_Work to complete_
Set out the lines of the items below, from the line holding "[Batch spec] Target class: wooden privacy" through the line holding "400, 518, 456]]", inclusive, as a numbered list with blank lines left out.

_Input data_
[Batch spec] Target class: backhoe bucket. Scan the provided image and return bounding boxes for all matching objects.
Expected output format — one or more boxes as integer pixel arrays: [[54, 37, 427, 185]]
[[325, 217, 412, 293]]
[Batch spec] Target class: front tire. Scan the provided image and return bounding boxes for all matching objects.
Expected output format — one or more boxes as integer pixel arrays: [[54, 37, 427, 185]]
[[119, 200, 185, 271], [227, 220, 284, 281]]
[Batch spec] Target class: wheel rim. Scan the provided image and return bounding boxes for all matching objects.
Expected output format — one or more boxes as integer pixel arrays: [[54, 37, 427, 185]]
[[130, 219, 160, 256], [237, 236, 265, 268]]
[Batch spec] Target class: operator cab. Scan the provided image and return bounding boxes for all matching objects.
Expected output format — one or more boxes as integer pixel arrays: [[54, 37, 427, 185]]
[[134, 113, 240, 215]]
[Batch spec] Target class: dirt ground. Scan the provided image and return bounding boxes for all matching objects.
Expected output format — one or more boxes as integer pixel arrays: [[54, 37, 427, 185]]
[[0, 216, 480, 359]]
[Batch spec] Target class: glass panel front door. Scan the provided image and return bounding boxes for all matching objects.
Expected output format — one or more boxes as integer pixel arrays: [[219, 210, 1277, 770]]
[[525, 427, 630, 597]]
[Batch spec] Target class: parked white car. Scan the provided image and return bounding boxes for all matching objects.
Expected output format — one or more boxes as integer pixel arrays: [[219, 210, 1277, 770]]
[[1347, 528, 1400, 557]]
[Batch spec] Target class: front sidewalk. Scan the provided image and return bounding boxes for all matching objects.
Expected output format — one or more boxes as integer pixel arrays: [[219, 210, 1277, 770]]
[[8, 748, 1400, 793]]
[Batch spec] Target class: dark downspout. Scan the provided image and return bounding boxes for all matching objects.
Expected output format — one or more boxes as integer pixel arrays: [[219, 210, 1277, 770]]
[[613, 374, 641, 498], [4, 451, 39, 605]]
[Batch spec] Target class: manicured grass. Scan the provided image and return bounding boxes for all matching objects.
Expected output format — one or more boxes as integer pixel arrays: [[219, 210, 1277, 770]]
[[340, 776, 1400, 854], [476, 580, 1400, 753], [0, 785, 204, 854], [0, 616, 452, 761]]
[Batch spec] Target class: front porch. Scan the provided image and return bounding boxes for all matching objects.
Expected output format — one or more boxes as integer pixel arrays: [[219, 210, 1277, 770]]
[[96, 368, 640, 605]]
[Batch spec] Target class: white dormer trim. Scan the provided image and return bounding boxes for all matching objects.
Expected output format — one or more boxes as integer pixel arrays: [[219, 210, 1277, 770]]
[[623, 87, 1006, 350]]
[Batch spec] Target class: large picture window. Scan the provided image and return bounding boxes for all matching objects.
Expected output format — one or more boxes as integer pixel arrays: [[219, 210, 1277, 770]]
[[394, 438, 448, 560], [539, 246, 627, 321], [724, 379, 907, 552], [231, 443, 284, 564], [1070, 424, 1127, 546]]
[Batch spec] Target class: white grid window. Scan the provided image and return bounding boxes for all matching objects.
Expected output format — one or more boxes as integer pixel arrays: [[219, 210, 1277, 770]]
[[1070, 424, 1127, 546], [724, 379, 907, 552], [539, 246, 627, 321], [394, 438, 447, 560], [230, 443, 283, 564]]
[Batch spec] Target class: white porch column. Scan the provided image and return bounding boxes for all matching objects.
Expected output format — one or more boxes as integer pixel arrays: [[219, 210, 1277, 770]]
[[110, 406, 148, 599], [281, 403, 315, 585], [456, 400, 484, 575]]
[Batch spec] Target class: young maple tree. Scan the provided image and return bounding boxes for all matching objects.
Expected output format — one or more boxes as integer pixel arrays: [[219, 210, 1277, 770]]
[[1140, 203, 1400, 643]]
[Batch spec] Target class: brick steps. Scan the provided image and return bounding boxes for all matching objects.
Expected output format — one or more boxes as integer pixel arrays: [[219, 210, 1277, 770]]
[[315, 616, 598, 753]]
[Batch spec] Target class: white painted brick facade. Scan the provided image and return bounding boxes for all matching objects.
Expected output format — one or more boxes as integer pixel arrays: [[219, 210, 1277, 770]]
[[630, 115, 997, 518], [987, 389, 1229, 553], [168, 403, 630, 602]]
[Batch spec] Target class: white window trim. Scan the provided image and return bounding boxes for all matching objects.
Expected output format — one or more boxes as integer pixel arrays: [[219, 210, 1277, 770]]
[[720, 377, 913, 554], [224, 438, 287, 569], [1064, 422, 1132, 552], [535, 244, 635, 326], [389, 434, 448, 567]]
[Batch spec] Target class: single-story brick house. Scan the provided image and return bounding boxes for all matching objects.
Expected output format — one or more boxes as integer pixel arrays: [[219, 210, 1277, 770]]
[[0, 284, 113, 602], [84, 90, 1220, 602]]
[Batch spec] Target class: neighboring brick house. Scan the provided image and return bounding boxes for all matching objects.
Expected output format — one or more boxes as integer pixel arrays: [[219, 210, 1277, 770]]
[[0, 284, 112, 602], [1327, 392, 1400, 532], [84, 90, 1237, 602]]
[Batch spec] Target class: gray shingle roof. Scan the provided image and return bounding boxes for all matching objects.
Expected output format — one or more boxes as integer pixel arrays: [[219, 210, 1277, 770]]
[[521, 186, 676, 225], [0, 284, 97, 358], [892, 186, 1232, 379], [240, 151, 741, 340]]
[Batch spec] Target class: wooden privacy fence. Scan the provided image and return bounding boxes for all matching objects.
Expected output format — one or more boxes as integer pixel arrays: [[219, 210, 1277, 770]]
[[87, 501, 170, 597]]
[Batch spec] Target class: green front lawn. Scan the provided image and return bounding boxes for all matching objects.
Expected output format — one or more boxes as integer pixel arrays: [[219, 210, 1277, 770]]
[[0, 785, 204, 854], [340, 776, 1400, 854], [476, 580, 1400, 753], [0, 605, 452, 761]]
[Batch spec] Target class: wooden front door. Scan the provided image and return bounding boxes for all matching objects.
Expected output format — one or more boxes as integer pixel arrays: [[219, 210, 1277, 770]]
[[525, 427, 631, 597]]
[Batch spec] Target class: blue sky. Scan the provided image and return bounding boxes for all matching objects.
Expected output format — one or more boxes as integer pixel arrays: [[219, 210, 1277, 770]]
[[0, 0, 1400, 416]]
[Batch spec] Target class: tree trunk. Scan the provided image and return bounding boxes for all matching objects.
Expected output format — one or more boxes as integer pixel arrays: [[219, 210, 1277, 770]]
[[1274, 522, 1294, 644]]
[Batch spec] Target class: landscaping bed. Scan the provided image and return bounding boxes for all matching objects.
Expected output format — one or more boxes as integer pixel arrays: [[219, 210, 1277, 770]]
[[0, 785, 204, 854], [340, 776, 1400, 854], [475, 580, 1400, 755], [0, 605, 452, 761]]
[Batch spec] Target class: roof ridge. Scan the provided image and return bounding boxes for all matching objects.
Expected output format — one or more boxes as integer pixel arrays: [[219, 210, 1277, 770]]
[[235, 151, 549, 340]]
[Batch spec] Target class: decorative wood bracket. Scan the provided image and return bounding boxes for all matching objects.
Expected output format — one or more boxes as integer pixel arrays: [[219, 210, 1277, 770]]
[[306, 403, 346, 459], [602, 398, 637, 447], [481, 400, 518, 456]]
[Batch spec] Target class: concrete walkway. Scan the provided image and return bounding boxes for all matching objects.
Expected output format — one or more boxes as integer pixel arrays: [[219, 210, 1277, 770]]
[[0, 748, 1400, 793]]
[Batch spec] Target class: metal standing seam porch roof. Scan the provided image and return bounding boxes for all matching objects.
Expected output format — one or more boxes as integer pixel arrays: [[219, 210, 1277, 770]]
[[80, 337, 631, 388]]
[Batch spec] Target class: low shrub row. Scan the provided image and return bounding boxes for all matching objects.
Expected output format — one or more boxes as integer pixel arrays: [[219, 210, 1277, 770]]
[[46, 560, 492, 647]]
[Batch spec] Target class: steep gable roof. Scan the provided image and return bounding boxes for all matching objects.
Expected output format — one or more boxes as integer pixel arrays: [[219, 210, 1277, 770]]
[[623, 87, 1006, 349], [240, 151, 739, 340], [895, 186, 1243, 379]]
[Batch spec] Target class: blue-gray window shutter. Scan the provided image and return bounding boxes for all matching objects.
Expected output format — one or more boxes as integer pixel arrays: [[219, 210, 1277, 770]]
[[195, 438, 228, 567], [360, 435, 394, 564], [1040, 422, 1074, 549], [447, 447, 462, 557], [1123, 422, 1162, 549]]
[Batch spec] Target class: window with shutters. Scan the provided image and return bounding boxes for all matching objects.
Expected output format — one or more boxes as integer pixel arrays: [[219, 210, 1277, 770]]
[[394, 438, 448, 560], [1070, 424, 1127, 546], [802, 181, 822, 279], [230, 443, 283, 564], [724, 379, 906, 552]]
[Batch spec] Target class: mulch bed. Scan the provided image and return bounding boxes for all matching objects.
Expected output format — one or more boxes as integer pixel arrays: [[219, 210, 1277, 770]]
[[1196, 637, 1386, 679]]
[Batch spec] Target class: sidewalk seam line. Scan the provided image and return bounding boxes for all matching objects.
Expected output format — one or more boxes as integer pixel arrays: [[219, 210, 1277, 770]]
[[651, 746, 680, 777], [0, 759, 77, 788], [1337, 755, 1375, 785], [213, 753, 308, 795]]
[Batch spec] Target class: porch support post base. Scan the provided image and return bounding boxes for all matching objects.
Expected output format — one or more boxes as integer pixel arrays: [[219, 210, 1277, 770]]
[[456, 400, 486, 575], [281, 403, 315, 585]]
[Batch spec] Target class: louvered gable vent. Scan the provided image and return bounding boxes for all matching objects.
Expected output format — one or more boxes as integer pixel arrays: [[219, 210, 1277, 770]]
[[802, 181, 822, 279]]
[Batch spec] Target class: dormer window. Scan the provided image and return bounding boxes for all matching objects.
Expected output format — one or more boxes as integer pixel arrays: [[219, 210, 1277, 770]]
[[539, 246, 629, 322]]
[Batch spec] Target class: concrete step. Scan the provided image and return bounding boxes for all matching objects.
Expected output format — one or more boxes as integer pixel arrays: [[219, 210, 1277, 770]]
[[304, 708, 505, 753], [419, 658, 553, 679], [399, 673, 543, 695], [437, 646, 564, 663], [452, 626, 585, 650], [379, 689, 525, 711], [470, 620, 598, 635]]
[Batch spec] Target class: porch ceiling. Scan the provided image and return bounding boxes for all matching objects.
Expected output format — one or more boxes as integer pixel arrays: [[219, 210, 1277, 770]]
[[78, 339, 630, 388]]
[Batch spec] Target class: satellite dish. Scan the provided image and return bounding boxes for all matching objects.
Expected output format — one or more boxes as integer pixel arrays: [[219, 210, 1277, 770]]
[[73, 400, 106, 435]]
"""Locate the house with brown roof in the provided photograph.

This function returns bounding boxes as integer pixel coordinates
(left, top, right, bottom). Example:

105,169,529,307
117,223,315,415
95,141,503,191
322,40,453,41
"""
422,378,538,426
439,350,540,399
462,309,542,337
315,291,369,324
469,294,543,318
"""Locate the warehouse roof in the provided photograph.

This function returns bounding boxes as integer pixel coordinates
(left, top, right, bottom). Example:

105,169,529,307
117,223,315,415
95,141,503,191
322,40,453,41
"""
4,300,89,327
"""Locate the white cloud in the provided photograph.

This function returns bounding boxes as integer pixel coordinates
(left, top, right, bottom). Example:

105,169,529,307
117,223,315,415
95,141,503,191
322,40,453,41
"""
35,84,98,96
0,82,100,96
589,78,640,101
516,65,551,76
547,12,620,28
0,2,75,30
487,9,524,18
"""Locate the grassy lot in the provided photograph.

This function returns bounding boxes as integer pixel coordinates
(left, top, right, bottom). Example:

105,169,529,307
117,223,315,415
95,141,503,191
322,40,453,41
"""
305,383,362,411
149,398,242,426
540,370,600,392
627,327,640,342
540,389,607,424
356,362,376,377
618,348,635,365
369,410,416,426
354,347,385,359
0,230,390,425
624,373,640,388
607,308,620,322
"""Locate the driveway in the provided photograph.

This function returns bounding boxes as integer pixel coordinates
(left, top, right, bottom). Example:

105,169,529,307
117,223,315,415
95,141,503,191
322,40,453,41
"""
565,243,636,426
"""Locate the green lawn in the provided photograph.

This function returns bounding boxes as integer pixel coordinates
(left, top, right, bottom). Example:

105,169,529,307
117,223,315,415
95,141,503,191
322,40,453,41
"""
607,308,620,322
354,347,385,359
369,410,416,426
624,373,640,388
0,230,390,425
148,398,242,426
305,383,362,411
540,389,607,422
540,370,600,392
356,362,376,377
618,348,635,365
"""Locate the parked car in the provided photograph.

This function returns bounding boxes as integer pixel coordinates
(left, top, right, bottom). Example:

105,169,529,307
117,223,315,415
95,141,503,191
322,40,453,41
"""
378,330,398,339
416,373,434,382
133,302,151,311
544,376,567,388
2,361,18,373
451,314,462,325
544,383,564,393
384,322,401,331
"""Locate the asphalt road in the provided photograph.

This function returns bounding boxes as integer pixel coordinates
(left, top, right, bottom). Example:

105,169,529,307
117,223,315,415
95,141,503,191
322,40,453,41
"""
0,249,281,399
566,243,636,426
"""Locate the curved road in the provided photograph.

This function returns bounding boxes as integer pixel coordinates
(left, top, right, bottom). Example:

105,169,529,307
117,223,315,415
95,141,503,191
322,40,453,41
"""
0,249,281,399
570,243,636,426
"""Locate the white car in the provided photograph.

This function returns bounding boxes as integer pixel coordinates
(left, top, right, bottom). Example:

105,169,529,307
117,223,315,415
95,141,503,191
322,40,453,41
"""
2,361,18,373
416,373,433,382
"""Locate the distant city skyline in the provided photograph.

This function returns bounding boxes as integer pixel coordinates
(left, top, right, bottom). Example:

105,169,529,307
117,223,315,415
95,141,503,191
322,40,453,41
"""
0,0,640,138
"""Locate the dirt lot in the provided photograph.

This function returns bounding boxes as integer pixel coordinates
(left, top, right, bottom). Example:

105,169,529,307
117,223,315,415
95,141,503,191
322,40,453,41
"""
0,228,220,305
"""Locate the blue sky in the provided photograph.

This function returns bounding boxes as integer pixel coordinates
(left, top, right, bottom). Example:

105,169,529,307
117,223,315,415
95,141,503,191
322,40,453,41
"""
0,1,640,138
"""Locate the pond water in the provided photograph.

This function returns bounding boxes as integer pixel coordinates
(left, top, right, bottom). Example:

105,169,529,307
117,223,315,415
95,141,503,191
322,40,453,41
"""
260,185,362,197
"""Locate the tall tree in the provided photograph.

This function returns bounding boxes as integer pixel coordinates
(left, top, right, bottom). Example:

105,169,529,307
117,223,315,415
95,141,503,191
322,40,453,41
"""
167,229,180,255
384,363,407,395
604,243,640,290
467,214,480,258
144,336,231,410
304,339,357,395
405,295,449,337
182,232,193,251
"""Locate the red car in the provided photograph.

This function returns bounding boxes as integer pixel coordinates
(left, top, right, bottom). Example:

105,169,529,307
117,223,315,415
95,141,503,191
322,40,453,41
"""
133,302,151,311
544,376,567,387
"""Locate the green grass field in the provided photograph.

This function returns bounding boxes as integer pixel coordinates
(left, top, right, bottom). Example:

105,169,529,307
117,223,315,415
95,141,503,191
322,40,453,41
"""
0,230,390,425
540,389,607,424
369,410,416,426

_Written solution_
1. [Batch spec] Target class: wooden privacy fence. Scan the provided image and return bounding boxes for all matching objects.
2. Expected output format — one or more boxes as integer pixel arrays: [[219, 210, 1277, 770]]
3. [[87, 501, 170, 597]]
4. [Batch spec] Target class: green front lawn. Scan the provided image and return bounding boxes for all matching objects.
5. Expected output format — one or more boxes as integer pixel arrays: [[219, 210, 1277, 770]]
6. [[0, 785, 204, 854], [340, 776, 1400, 854], [476, 580, 1400, 753], [0, 605, 452, 761]]
7. [Batch spec] Target class: wooden front door. Scan the provided image and return bounding boxes for all matching objects.
8. Expected output format — one or more boxes as integer pixel arrays: [[219, 210, 1277, 770]]
9. [[525, 427, 631, 597]]
10. [Batch spec] Target class: blue sky. Scan the provided image and return bounding boxes for all matching objects.
11. Expected output format — one or more boxes as integer pixel arrays: [[219, 210, 1277, 770]]
12. [[0, 0, 1400, 416]]
13. [Batch spec] Target class: tree trunk. Scan the provided image and return bounding boxes for all matching objects.
14. Expected output format — one or more boxes as integer pixel arrays: [[219, 210, 1277, 770]]
15. [[1274, 522, 1294, 644]]
16. [Batch spec] Target class: landscaping bed. Scan the provided image and return bounding boxes for all matching objects.
17. Expected output format — one or more boxes as integer pixel arrays: [[219, 210, 1277, 770]]
18. [[0, 785, 204, 854], [340, 776, 1400, 854], [475, 580, 1400, 755], [0, 605, 452, 761]]
19. [Batch spec] Target class: roof ridge. Scan the provided image and return bounding boxes for all matching objects.
20. Expected output format — one or more boxes as integer pixel arrays: [[219, 210, 1277, 770]]
21. [[235, 151, 549, 340]]
22. [Batch spec] Target class: decorative wood bracket. Scan the provided image and return bounding boxes for all matching objects.
23. Expected output format — one or more boxes as integer pixel arrays: [[219, 210, 1277, 770]]
24. [[306, 403, 346, 459], [602, 398, 637, 447], [481, 400, 518, 456]]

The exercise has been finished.